» Your goal:
Reproduce verbatim the lines of the records that start with the line containing "Target: thick tree trunk" and continue through the final line of the records, and nothing else.

» Extracted data:
+===+
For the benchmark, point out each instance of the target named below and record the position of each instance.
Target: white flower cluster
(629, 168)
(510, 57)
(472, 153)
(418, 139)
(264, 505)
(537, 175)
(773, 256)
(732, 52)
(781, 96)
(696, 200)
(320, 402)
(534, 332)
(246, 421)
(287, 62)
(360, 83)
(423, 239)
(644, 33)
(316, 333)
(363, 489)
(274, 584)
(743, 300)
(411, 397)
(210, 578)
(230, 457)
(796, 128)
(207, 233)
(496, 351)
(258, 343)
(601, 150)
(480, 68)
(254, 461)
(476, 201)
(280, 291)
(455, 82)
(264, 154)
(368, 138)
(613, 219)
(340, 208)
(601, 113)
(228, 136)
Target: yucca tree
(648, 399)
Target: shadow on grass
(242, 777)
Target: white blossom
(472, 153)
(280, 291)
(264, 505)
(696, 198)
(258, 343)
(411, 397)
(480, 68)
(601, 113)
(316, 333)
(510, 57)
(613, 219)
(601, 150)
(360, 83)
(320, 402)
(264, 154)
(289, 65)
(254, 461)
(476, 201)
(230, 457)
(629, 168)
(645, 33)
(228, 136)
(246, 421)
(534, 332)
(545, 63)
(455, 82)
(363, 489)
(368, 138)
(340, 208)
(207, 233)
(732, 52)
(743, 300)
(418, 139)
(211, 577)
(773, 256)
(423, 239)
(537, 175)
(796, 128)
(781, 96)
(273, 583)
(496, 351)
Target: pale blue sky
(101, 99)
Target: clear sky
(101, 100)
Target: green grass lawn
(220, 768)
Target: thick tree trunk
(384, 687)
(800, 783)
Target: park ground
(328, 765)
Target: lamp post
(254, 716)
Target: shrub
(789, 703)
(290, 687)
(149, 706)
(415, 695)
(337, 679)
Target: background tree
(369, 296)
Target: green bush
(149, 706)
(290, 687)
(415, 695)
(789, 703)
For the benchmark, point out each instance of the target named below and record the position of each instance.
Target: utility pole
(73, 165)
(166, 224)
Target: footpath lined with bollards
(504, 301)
+===+
» Full response:
Target: thick tree trunk
(384, 687)
(800, 783)
Target: park ground
(328, 765)
Target: lamp post
(254, 716)
Target: shrub
(789, 703)
(290, 687)
(149, 706)
(415, 695)
(337, 679)
Target: background tree
(369, 296)
Target: green bush
(149, 706)
(290, 687)
(415, 695)
(789, 703)
For the benchmark, point out each instance of the target named below and record the position of each instance.
Target: utility pole
(73, 165)
(166, 224)
Target: footpath lined with bollards
(504, 301)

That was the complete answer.